>>>>>
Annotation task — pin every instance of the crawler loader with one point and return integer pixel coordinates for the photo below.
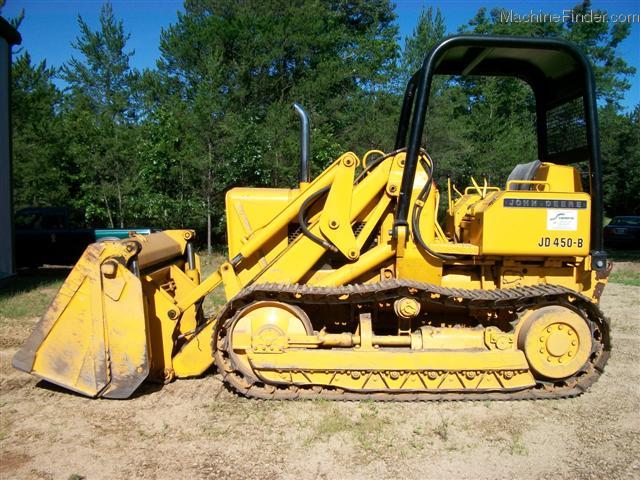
(349, 287)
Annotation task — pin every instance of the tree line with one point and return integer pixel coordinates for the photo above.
(160, 147)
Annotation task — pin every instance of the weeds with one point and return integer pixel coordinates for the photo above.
(442, 430)
(517, 446)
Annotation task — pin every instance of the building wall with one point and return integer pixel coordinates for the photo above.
(6, 225)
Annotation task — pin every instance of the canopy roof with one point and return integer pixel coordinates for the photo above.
(564, 88)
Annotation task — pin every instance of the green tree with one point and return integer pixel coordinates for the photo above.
(238, 66)
(620, 143)
(39, 163)
(99, 119)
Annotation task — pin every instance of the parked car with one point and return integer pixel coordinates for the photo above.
(45, 236)
(623, 232)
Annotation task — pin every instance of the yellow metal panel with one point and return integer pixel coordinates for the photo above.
(532, 223)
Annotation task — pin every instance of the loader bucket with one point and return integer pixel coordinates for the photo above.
(97, 336)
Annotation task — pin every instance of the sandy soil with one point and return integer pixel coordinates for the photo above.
(197, 429)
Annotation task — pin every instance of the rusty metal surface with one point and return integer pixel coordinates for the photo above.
(371, 294)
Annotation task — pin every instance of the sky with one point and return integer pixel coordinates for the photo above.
(50, 26)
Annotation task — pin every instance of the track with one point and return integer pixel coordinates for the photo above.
(371, 294)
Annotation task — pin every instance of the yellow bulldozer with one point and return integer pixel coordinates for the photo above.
(349, 287)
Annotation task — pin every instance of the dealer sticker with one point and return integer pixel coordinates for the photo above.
(562, 219)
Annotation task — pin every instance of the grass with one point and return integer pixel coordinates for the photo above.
(30, 292)
(517, 446)
(366, 428)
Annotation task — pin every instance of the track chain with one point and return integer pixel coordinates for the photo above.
(370, 294)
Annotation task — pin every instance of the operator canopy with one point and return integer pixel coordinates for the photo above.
(563, 85)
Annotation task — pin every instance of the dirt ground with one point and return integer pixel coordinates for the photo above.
(197, 429)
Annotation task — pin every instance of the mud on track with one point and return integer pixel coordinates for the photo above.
(197, 429)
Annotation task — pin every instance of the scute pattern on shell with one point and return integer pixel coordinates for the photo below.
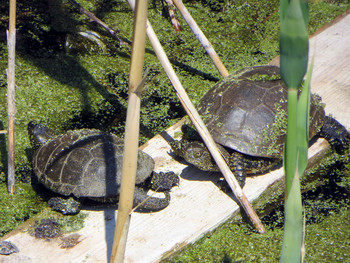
(241, 113)
(85, 163)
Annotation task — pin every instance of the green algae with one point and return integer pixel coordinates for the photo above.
(66, 91)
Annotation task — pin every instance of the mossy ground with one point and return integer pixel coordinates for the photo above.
(89, 89)
(326, 204)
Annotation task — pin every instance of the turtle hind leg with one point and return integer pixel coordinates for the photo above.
(163, 181)
(150, 203)
(336, 134)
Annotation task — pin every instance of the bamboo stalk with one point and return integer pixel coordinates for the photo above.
(201, 38)
(200, 126)
(131, 134)
(11, 40)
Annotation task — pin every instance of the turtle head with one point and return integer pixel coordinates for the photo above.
(39, 134)
(195, 153)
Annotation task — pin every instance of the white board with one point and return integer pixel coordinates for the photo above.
(197, 205)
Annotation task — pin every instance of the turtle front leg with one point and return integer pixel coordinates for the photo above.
(150, 203)
(236, 163)
(67, 206)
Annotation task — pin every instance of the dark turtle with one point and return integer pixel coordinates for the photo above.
(88, 163)
(7, 248)
(246, 115)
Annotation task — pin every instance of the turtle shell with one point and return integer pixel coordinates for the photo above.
(85, 163)
(248, 112)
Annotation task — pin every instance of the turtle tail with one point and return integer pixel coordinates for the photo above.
(150, 203)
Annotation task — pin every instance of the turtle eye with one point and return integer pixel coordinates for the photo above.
(197, 154)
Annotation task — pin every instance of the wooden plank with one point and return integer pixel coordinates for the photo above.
(197, 205)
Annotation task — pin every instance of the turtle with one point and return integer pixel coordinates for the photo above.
(87, 163)
(246, 114)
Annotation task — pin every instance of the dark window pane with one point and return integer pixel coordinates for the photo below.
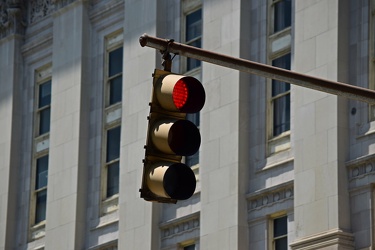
(44, 94)
(281, 244)
(283, 15)
(280, 226)
(113, 179)
(279, 87)
(41, 172)
(194, 63)
(41, 205)
(193, 31)
(113, 143)
(44, 121)
(115, 90)
(281, 115)
(194, 25)
(191, 247)
(115, 62)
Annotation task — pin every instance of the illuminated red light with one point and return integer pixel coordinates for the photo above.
(180, 94)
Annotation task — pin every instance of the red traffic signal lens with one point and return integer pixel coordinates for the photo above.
(180, 94)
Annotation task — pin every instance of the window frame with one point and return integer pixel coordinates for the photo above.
(188, 7)
(109, 163)
(281, 142)
(371, 107)
(40, 149)
(39, 110)
(271, 233)
(112, 114)
(113, 42)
<<<<<
_What you have to do_
Print the full listing exactly, dropping the pictures.

_Worked answer_
Annotation task — pin every instance of the crawler loader with one point and return integer pixel coordinates for the photo below.
(349, 287)
Annotation task — pin every instance of the tree line with one point and return integer pixel coordinates for the photo above.
(160, 147)
Annotation task — pin every instance of the weeds with one point and return integer pixel coordinates for the photo above.
(442, 430)
(517, 446)
Annotation task — pin every instance of the building wall with one point and return integer pixel coordinates for the photo above.
(6, 225)
Annotation task — pin every instance of the canopy roof with one point and return integer pixel coordinates for the photo above.
(564, 88)
Annotation task — pin every instance of the green tree with one point and return integer pixel coordinates for the photo above.
(238, 66)
(620, 143)
(39, 163)
(99, 119)
Annotation task — pin every instance of the parked car with one point and return integer pixel coordinates for the photo above.
(45, 236)
(623, 232)
Annotation task — pin every instance of the yellow metal panel with one point and return integer pixel coordinates for the photo above.
(532, 223)
Annotation task — pin every instance of the loader bucket with one point and return integer pixel coordinates for the photo above.
(97, 336)
Annotation task — pin every instance of the sandy soil with one point and return integer pixel coordinates for the photo above.
(197, 429)
Annotation task — pin every instance of the rusty metal surface with one point and return integer pixel coordinates for the photo above.
(371, 294)
Annotation task — pin every instance of the sky with one point and return integer pixel coordinates for the photo above.
(50, 26)
Annotation task — pin every instance of the track with one point and return integer pixel coordinates for the photo above.
(371, 294)
Annotation task — pin every instance of the yellow bulldozer with one point and return integer pixel coordinates for the photo above.
(349, 287)
Annotation task — pin every instance of the dealer sticker with one point and return integer pixel coordinates for the photo above.
(562, 219)
Annotation task — pin every instance of the grass with one point and return integer pixel coordinates for the photo above.
(30, 292)
(517, 446)
(366, 428)
Annotation task — pin every instance of the track chain with one point and return integer pixel coordinates for the photo above.
(370, 294)
Annotation task — pin every instance of the operator canopy with one point and return integer pixel coordinates for the photo above.
(563, 85)
Annotation task — pin every instance of the dirt ground with one point and return integer pixel coordinates for the photo above.
(197, 429)
Annotation task — pin every instance of the mud on track with one point and return integer pixel coordinates for the photo above.
(197, 429)
Annotation task — pin every instance of the scute pattern on shell with one point and return integer pixel coordinates for the photo below.
(241, 113)
(85, 163)
Annotation task — pin every instance of the green algae with one point and return integer pixel coordinates for the photo above.
(66, 91)
Annotation task — pin every instance of the mossy ground with one point and return integer pixel coordinates for the photo above.
(89, 89)
(326, 204)
Annotation task — pin every instance of the turtle hind leg with one point and return integer pixel coordinates for the photo above.
(163, 181)
(150, 203)
(336, 134)
Annotation task — pin every instance of the bamboo stalk with one point and return integer pixel coordinates for the photo above.
(201, 38)
(200, 126)
(131, 134)
(11, 40)
Annotation task — pin every instance of the turtle head with one point and return integer pixel coordinates for the photo above.
(39, 134)
(195, 153)
Annotation task — pin every instance of the white board with one point and return integer pixel coordinates for the photo above.
(197, 205)
Annotation task — pin every instance of the turtle front leg with one point and return integer pixel coordinates for the photo above.
(150, 203)
(236, 163)
(67, 206)
Annotation task — pin every instance of the dark turtle with one point and return integer pixel coordinates for the photo above.
(88, 163)
(7, 248)
(246, 115)
Annotation task — pin every instance of the turtle shell with one point and return integer pixel coordinates for the photo above.
(85, 163)
(248, 112)
Annotation task — pin every instance of the turtle tail with one point and return integer pixel coordinates for the photo above.
(150, 203)
Annotation task — pin every instance of the turtle eye with one point and return integer pixel coordinates for the photo above.
(197, 154)
Annotation task — pin every instance of the wooden plank with one point and return integer pixel coordinates for the photo above.
(197, 205)
Annotation task — pin every instance of the turtle with one point and return integer pixel coordinates for the photo above.
(87, 163)
(246, 114)
Annotation task — pin every instance of the dark window pane with one point and return integer pixel coordinates for the photo below.
(44, 94)
(281, 244)
(283, 15)
(280, 226)
(113, 179)
(279, 87)
(41, 172)
(194, 63)
(41, 205)
(193, 31)
(113, 143)
(44, 121)
(115, 90)
(281, 115)
(194, 25)
(191, 247)
(115, 62)
Annotation task — pin every instance of the illuminated red light with one point and return integer pixel coordinates for the photo above.
(180, 94)
Annotation task — pin every instance of the red traffic signal lens with one point and return integer pixel coordinates for the photo above.
(180, 94)
Annotation task — pin every instance of the window frame with one point and return integer pixel coordinates for the photo above.
(188, 7)
(109, 163)
(281, 142)
(371, 107)
(40, 149)
(39, 110)
(271, 233)
(112, 114)
(113, 42)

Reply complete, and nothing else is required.